Task to carry out — For the records that follow, please set down exactly the lines between the one holding "Exercise. Find the minibus windshield" and the one holding "Exercise. Find the football", inclusive, and only those.
•••
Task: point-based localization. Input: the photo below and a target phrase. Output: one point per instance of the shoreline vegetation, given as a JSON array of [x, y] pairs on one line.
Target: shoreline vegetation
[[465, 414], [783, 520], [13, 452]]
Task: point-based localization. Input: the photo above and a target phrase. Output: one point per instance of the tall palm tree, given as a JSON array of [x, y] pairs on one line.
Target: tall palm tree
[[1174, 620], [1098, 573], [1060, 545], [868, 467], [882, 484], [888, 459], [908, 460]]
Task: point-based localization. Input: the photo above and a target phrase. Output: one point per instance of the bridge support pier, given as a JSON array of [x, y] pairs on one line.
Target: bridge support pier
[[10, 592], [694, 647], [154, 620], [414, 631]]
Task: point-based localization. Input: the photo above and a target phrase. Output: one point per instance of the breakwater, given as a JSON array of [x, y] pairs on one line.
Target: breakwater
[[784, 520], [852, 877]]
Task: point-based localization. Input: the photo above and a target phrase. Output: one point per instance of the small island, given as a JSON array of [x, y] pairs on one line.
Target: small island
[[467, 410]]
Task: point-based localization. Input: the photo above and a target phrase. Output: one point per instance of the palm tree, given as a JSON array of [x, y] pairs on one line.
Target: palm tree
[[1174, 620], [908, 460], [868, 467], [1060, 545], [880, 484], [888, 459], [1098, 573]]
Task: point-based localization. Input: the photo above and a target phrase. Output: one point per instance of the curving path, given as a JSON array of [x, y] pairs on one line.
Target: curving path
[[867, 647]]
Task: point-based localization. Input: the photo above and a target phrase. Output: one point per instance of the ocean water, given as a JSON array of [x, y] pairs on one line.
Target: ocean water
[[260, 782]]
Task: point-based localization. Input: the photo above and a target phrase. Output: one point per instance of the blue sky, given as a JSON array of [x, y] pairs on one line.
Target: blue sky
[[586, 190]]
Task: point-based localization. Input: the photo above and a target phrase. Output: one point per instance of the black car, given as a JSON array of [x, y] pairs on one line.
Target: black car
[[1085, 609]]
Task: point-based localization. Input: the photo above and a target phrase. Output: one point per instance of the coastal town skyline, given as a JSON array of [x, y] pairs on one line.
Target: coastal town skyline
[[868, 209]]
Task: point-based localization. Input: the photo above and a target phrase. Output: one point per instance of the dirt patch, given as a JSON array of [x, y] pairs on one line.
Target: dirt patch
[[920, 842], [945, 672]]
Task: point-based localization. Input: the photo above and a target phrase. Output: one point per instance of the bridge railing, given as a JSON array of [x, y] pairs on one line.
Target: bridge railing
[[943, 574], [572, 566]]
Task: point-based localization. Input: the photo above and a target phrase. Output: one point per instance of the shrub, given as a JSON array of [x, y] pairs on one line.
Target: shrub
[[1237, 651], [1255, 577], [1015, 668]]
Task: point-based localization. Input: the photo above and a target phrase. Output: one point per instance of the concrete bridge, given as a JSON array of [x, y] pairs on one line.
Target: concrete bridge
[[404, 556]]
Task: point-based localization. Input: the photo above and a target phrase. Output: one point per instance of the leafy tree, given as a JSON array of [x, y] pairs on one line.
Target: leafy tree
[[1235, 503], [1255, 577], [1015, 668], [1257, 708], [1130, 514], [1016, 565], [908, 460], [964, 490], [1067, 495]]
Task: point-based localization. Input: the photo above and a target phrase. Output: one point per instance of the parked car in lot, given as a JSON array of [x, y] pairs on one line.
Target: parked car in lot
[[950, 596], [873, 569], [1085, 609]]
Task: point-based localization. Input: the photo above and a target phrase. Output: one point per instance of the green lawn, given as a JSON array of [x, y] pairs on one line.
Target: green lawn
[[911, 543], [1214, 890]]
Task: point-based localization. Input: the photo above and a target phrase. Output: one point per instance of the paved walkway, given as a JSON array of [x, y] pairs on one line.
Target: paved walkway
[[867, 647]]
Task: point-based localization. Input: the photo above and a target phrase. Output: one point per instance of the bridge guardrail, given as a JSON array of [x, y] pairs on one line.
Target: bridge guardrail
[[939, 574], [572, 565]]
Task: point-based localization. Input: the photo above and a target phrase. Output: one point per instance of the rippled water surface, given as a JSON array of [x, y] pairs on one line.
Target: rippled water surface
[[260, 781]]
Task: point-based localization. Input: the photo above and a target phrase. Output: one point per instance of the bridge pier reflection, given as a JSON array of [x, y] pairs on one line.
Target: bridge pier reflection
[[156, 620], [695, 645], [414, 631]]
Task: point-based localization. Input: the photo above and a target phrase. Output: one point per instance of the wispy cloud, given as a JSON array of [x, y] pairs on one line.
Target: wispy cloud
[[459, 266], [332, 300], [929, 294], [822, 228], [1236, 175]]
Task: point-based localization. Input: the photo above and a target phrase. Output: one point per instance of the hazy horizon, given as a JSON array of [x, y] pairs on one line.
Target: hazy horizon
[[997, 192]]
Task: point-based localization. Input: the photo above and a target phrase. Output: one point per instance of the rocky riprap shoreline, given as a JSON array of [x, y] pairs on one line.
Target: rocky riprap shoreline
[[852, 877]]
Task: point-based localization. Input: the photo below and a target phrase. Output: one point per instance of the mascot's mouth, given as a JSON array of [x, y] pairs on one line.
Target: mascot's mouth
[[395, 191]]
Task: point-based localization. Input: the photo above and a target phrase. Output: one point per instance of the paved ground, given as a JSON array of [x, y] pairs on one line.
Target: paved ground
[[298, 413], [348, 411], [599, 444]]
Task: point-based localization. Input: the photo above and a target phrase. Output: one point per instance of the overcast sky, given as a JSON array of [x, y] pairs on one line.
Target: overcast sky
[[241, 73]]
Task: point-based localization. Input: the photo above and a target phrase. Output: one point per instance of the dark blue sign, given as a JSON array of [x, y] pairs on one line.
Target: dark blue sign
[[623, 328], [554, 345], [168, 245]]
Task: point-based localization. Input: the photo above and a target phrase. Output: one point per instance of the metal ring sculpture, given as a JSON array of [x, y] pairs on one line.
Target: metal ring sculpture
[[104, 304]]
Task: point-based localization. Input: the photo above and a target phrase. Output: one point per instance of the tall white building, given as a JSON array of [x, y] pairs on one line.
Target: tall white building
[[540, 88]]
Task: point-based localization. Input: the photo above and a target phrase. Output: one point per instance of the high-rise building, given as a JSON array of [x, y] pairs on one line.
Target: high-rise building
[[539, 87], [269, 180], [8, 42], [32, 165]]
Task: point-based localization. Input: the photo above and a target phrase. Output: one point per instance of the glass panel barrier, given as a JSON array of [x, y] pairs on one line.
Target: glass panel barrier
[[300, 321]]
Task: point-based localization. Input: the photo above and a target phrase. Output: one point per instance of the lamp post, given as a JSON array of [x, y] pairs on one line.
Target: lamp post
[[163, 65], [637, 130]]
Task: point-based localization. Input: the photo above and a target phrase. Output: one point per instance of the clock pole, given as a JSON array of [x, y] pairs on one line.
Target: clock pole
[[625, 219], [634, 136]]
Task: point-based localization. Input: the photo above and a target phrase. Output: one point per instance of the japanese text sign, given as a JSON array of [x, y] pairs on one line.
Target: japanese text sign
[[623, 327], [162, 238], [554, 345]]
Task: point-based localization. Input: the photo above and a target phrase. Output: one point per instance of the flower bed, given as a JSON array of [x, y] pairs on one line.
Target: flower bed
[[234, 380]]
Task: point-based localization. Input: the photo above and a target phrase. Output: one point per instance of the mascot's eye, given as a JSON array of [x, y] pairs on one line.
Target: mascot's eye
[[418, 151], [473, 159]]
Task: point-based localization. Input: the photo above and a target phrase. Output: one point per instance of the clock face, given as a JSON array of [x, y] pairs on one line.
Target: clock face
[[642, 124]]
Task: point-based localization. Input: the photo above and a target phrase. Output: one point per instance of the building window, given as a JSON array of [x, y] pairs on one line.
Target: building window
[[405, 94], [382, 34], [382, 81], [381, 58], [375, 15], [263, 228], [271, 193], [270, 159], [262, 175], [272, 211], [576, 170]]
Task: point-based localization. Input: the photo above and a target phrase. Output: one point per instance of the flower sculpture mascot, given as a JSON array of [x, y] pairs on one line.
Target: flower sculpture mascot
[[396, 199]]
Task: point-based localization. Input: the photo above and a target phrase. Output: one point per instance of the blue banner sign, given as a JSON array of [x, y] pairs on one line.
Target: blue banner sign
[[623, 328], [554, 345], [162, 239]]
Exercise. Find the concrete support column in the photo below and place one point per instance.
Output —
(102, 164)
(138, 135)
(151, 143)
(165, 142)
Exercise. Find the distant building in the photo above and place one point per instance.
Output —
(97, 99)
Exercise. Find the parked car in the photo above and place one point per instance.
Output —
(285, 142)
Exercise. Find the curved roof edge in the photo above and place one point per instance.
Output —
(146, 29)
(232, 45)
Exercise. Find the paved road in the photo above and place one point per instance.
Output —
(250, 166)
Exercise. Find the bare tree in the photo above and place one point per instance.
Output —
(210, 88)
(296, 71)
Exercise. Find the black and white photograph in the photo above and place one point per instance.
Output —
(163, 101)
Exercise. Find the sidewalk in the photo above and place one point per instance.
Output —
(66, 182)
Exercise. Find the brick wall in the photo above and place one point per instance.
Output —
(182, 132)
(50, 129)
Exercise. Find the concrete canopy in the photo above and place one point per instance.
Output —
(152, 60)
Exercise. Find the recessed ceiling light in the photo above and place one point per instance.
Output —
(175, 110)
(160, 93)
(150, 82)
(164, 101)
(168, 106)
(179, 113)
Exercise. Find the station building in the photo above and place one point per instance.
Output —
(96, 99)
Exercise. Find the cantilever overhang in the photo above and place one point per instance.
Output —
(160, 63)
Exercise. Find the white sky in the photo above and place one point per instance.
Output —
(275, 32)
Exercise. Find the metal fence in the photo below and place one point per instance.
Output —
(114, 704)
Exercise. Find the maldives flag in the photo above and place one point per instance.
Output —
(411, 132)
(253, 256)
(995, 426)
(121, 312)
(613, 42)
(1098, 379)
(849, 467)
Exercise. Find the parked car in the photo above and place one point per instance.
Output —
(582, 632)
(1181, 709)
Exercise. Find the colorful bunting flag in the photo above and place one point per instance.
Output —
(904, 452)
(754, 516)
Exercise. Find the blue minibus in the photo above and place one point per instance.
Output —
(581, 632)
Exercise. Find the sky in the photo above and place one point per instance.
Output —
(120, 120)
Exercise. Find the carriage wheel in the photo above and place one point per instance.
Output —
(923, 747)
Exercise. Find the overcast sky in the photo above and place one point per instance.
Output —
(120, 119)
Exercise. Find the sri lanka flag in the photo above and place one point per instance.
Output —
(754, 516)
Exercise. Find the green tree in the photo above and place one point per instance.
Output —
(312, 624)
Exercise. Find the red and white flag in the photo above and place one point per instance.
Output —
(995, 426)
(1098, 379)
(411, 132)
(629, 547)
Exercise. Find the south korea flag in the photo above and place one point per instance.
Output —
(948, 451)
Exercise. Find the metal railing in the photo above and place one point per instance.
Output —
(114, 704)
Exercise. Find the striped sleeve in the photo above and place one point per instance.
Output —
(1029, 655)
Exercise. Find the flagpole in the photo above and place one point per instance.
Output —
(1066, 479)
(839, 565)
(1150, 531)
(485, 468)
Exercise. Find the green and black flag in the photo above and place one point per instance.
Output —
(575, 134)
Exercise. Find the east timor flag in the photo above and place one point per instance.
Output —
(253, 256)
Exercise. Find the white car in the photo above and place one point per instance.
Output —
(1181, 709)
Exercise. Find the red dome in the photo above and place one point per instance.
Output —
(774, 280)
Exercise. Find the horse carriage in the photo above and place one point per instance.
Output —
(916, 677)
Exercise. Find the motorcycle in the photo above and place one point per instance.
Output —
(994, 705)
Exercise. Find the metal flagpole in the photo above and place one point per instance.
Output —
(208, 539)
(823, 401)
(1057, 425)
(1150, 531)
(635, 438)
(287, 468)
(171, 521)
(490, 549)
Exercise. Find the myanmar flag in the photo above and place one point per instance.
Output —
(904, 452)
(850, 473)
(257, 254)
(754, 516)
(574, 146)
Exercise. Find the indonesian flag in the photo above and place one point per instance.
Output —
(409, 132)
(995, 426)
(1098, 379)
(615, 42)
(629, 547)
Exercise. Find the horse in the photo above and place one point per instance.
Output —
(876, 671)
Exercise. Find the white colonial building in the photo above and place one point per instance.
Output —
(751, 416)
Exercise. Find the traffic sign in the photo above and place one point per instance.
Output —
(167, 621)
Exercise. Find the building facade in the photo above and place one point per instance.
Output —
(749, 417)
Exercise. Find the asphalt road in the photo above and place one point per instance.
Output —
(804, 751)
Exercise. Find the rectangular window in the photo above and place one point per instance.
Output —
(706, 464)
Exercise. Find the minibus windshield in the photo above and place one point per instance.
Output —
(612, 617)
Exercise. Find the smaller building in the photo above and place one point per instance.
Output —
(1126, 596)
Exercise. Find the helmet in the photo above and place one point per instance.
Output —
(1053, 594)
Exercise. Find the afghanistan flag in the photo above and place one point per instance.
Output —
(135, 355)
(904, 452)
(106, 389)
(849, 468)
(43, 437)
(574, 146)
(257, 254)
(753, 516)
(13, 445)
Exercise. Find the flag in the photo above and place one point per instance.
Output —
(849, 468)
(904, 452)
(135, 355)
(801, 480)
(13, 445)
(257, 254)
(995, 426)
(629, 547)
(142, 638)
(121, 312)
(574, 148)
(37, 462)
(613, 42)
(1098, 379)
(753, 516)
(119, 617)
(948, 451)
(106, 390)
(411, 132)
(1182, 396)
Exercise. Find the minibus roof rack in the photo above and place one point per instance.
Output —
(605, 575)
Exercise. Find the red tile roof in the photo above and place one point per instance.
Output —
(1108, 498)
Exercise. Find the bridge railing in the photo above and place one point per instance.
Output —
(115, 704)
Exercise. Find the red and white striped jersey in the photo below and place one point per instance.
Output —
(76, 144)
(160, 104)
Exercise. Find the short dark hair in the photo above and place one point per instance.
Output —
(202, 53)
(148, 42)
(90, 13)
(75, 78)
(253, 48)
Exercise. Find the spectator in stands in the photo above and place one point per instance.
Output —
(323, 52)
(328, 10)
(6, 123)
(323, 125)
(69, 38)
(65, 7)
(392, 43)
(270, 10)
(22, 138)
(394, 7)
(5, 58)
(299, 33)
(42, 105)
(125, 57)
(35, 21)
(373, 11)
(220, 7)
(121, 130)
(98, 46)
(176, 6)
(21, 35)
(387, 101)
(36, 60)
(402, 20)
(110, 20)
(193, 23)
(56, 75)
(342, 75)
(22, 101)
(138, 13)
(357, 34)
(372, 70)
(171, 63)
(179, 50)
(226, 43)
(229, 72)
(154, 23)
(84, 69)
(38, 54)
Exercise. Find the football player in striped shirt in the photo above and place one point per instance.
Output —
•••
Written solution —
Exercise. Find the minibus windshield in the photo above and place one point per instance.
Output —
(612, 617)
Exercise. Find the smaller building in the photo above and place one point per instance.
Output —
(1126, 596)
Exercise. Find the helmet in the photo above and place one point per instance.
Output —
(1053, 594)
Exercise. Find the afghanistan flag in the photo above and place one point per instance.
Output —
(135, 355)
(904, 452)
(106, 389)
(849, 468)
(43, 437)
(574, 146)
(257, 254)
(753, 516)
(13, 445)
Exercise. Find the flag in the photo above and place one point per instance.
Output —
(849, 468)
(904, 452)
(135, 355)
(801, 480)
(13, 445)
(257, 254)
(995, 426)
(629, 547)
(142, 638)
(121, 312)
(574, 148)
(37, 462)
(613, 42)
(1098, 379)
(753, 516)
(119, 617)
(948, 451)
(106, 390)
(411, 132)
(1182, 396)
Exercise. Find the minibus roof rack in the photo above and place one point per instance.
Output —
(605, 575)
Exercise. Find the red tile roof in the photo above and place one point per instance.
Output —
(1108, 498)
Exercise. Find the bridge railing in the photo above and place one point per instance.
Output —
(115, 704)
Exercise. Find the red and white striped jersey in the photo below and place one point per instance.
Output —
(76, 144)
(160, 104)
Exercise. Find the short dark hair in the photo above and place one point per instance.
Output —
(202, 53)
(148, 42)
(90, 13)
(75, 78)
(253, 48)
Exercise. Find the spectator in stands in the photo above and place one point per instance.
Output —
(323, 52)
(328, 10)
(6, 123)
(323, 125)
(69, 38)
(65, 7)
(392, 43)
(270, 10)
(22, 138)
(394, 7)
(5, 58)
(299, 33)
(42, 105)
(125, 57)
(35, 21)
(373, 11)
(220, 7)
(121, 130)
(98, 46)
(176, 6)
(21, 35)
(387, 101)
(36, 60)
(402, 20)
(110, 20)
(193, 23)
(56, 75)
(342, 75)
(22, 101)
(138, 13)
(357, 34)
(372, 70)
(171, 63)
(179, 50)
(226, 43)
(229, 72)
(154, 23)
(84, 69)
(38, 54)
Exercise. Find the football player in striped shirt in the photo above and place one point per instance.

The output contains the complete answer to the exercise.